··· Records for the exercise
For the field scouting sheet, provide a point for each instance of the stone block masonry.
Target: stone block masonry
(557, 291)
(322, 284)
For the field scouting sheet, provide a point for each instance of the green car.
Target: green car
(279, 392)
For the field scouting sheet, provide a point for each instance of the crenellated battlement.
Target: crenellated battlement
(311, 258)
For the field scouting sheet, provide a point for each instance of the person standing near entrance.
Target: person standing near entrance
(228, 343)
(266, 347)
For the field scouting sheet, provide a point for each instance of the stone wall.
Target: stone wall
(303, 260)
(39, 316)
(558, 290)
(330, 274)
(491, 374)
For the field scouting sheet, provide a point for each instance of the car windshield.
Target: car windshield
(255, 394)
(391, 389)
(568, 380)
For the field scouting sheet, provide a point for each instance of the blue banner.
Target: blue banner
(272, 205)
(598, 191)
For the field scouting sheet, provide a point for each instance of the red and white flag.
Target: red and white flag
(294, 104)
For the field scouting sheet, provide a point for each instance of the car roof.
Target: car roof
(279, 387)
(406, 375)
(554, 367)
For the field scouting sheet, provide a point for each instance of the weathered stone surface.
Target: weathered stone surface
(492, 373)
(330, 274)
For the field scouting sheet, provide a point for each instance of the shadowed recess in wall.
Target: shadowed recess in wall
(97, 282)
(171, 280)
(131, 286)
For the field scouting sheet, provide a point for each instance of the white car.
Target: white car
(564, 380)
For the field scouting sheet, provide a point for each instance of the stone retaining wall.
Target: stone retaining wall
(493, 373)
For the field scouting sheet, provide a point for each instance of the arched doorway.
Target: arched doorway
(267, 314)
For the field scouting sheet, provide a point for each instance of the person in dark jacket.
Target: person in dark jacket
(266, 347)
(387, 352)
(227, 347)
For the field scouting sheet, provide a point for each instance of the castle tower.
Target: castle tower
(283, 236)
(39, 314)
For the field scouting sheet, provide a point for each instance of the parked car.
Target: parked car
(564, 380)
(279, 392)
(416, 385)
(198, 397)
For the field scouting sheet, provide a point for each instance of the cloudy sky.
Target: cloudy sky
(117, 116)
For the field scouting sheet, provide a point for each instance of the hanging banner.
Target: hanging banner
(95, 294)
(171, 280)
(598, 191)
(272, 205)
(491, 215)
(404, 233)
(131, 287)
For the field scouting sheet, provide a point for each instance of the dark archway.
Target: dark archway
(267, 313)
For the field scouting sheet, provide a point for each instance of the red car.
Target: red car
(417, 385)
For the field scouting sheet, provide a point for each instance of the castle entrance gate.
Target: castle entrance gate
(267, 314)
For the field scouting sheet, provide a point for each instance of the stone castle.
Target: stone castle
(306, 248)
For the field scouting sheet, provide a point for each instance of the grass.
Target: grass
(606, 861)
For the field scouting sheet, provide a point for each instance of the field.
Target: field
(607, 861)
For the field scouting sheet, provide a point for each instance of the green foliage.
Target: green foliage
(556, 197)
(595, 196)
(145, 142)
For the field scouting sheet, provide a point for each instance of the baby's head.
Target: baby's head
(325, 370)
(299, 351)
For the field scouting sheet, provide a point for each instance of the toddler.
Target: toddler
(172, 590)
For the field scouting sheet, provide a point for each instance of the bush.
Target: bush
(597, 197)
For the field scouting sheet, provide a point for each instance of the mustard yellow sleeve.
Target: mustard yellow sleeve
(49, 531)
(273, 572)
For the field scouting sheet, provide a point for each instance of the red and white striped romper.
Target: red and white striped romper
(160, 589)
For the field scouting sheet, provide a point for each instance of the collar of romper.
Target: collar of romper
······
Copy out all of the lines above exactly.

Full response.
For the field scouting sheet, provide a point for each instance of the stone block masonry.
Target: stone block masonry
(557, 291)
(322, 284)
For the field scouting sheet, provide a point for each instance of the green car.
Target: green car
(279, 392)
For the field scouting sheet, provide a point for each instance of the crenellated battlement.
Target: crenellated battlement
(311, 258)
For the field scouting sheet, provide a point for each instance of the person standing near entrance.
Target: person standing near entrance
(228, 343)
(266, 347)
For the field scouting sheet, provide a point for each instance of the stone wall.
Target: stone wall
(303, 260)
(39, 316)
(558, 290)
(330, 274)
(491, 374)
For the field scouting sheet, provide a point for each instance of the car windshield.
Target: car windshield
(255, 394)
(391, 389)
(568, 380)
For the field scouting sheet, provide a point for each instance of the blue banner.
Target: blue banner
(272, 205)
(598, 191)
For the field scouting sheet, provide a point for each instance of the red and white flag.
Target: red and white flag
(294, 104)
For the field scouting sheet, provide a point for each instance of the car roof.
Target: car roof
(279, 387)
(406, 375)
(554, 367)
For the field scouting sheet, provide a point for each instance of the weathered stone surface.
Target: weathered stone surface
(492, 373)
(330, 274)
For the field scouting sheet, provide a point for each instance of the shadowed recess in wall.
Target: shadowed recess in wall
(97, 282)
(171, 280)
(131, 286)
For the field scouting sheet, provide a point for each instance of the white car.
Target: white car
(564, 380)
For the field scouting sheet, provide a point for each instance of the stone retaining wall.
Target: stone retaining wall
(493, 373)
For the field scouting sheet, provide a point for each instance of the arched doorway.
Target: arched doorway
(267, 314)
For the field scouting sheet, provide a point for each instance of the person in dark jacket.
Target: person in dark jacket
(266, 347)
(387, 352)
(227, 347)
For the field scouting sheet, provide a point for each instance of the castle tower.
Target: castle tower
(283, 236)
(39, 314)
For the field scouting sheet, provide a point for each instance of the parked car.
Target: parked car
(564, 380)
(279, 392)
(416, 385)
(198, 397)
For the field scouting sheet, provide a point for each instance of the cloudy sky.
Target: cloudy sky
(117, 116)
For the field scouting sheet, provide a point for each instance of the hanging banner.
Target: hanging banner
(95, 294)
(171, 280)
(598, 191)
(272, 205)
(491, 215)
(404, 233)
(131, 287)
For the field scouting sheet, provide a point for each instance of the dark archway.
Target: dark archway
(267, 313)
For the field scouting sheet, provide a point for each instance of the red car.
Target: red car
(417, 385)
For the field scouting sheet, provide a point for each instance of the castle entrance gate.
Target: castle entrance gate
(267, 314)
For the field scouting sheet, provide a point for each instance of the stone castle.
Target: stone castle
(306, 248)
For the field scouting sheet, provide a point for each instance of the grass.
Target: grass
(606, 861)
For the field scouting sheet, provide a point for each instance of the field.
Target: field
(607, 861)
For the field scouting sheet, provide a point for each instance of the green foliage.
Target: green foliage
(556, 197)
(595, 196)
(145, 142)
For the field scouting sheet, provide a point for each instance of the baby's head.
Target: baby's head
(325, 370)
(299, 351)
For the field scouting sheet, provide a point for each instance of the toddler.
Target: toddler
(172, 590)
For the field scouting sheet, provide a point for each instance of the bush.
Target: bush
(597, 197)
For the field scouting sheet, provide a point for each instance of the mustard yellow sleeve.
Target: mustard yellow sleeve
(49, 531)
(273, 572)
For the field scouting sheet, provide a point for each instance of the red and white striped romper.
Target: red and white striped romper
(160, 589)
For the field scouting sheet, provide a point for each instance of the collar of romper.
Target: collar of romper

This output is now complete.